Try it: Each line from the beginning of the data below through the line containing "Target: ocean water" should be repeated exactly, please.

* * * * * * * * *

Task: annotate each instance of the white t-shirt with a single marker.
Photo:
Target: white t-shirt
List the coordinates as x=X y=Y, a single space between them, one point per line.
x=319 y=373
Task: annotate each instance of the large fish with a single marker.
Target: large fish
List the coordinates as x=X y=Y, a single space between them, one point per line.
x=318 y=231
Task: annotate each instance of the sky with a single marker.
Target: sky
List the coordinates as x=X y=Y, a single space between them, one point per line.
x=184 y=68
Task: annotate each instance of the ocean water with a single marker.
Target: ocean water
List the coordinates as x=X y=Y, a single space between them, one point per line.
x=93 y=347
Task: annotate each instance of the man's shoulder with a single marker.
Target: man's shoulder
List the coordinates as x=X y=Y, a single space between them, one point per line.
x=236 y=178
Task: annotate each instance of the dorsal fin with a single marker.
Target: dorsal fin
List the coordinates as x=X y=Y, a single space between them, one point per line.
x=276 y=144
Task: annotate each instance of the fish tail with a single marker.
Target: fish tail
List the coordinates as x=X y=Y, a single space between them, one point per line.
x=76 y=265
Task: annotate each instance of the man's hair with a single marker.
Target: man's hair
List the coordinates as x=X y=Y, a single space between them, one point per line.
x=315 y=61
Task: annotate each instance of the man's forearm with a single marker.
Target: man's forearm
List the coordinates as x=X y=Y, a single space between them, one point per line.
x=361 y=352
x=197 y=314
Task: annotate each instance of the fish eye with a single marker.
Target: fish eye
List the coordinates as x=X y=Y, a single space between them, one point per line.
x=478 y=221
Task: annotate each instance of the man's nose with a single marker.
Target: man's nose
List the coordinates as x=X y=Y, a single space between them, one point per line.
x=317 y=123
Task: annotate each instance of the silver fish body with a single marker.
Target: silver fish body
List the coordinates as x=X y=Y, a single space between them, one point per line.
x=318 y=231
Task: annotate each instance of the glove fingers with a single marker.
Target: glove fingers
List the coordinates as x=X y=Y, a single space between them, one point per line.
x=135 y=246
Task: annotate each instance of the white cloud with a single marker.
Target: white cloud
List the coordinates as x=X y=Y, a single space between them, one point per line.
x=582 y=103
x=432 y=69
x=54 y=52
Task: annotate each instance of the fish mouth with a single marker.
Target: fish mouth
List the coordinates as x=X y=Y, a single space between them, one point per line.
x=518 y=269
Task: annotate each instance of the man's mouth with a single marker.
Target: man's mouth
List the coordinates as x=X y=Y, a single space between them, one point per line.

* * * * * * * * *

Answer section:
Task: annotate each instance of the white t-shirt with a single marker.
Photo:
Target: white t-shirt
List the coordinates as x=X y=Y, a single space between them, one point per line.
x=319 y=373
Task: annotate each instance of the large fish with a single marker.
Target: large fish
List the coordinates as x=X y=Y, a single space between them, one point per line.
x=318 y=231
Task: annotate each instance of the sky with a single marker.
Target: sky
List the coordinates as x=X y=Y, a single space between them, one point per line.
x=184 y=68
Task: annotate each instance of the ocean water with a single marker.
Target: ocean water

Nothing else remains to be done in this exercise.